### Testo di partenza
_____

Nel tuo percorso fino a oggi ha contato più la fortuna o il talento?

“Mi auguro il talento. Ma anche la fortuna ha giocato il suo ruolo, se ci ripenso all’incontro fortuito con Luca Guadagnino in aeroporto, prima di scegliermi per la sua serie”.

E tra fortuna e talento dove credi si collochi la bellezza?

“È per me una domanda strana: sono convinto che in generale la bellezza sia sopravvalutata. L’aspetto fisico è sì importante ma nel mio caso non penso mi abbia agevolato più di altri”.

La domanda sembra averti messo a disagio…

“C’è sempre una sorta di pregiudizio di fondo. Molti dei grandi attori non vengono considerati “belli” in senso canonico. L’attore definito “bello”, invece, è sempre visto come vanesio. Ma non è sempre così”.

Viviamo nell’epoca in cui la bellezza per via dei social è più esteriore che interiore. Quanto Sebastiano Pigazzi è disposto a mostrare della tua interiorità nei tuoi profili e quanto invece preferisce custodire gelosamente?

“Ho la percezione che i social tendano a definire e a porre etichette. E io ho paura di ciò perché rimarrei imprigionato in una casella da cui poi sarebbe difficile uscire. Ragione per cui cerco di mostrare sempre me stesso, qualsiasi cosa ciò voglia dire, anche se non sempre è facile. Da questo punto di vista, vorrei sentirmi più libero dai condizionamenti esterni o dalla paura di non postare la foto o il commento ‘giusto'”.

Eppure, negli anni hai incontrato una forma d’arte che ti permetteva di metterti totalmente a nudo: la poesia.

“Scrivevo poesie quando ero molto piccolo, adesso ho quasi smesso. Era mia nonna che mi spingeva a scriverle e, per accontentarla, sfogavo la mia creatività. Pian piano, quelle poesie erano diventate sempre più intense, malinconiche e drammatiche. Ma non ero sicuramente Walt Whitman (ride, ndr): erano i pensieri di un bambino ansioso, che viveva i suoi tormenti interiori e cercava a modo suo di esternalizzarli”.

Quali erano quei tormenti?

“I più grandi erano e sono legati al mio essere nostalgico, a come sta andando il mondo, a come vorrei che fosse…”.

_____

### Materiale presentato
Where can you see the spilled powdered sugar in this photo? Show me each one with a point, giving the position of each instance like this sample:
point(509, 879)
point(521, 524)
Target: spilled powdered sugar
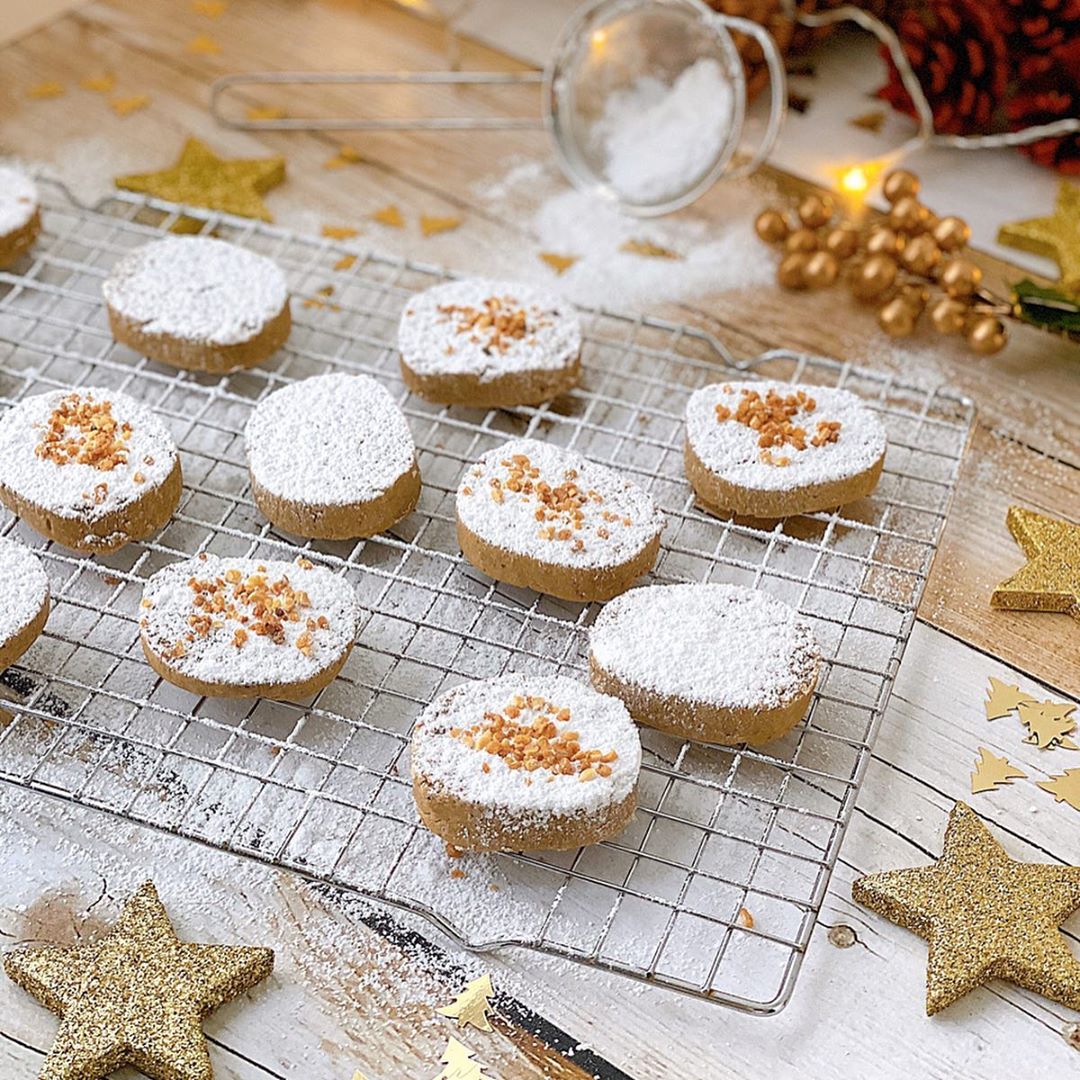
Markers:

_____

### Consegne
[A] Nell'intervista a Sebastiano Pigazzi, chi lo spingeva a scrivere poesie quando era piccolo?
[B] Prosegui l'intervista a Sebastiano Pigazzi a partire dall'ultima risposta riportata.

### Soluzioni
[A] Sua nonna.

[B]
Cosa ti fa più paura oggi?

“Il futuro. Credo sia una paura comune alla mia generazione. Viviamo in un’epoca di incertezza totale, in cui tutto può cambiare da un momento all’altro. Guerre, crisi, instabilità. Non c’è più una traiettoria chiara. Non sappiamo dove stiamo andando. E anche nel mio lavoro, ciò che mi spaventa è che il tipo di cinema che amo, che mi ha fatto sognare, forse non esiste più. O se esiste, non trova più il pubblico”.

Cosa ti ha spinto a diventare attore?

“La possibilità di essere più libero nelle mie scelte: con una maschera potevo dare sfogo a quelle emozioni che, come Sebastiano, non potevo esperire. Ho cominciato a scuola con le recite e i complimenti mi hanno spinto, passo dopo passo, a cercare qualcosa in più. Recitare è oggi per me un modo per esprimermi, per canalizzare emozioni, per nascondermi e mostrarmi allo stesso tempo. Scrivevo poesie perché cercavo un linguaggio per raccontarmi: recitare è diventata quella lingua”.

Cosa ti fa arrabbiare del tuo lavoro?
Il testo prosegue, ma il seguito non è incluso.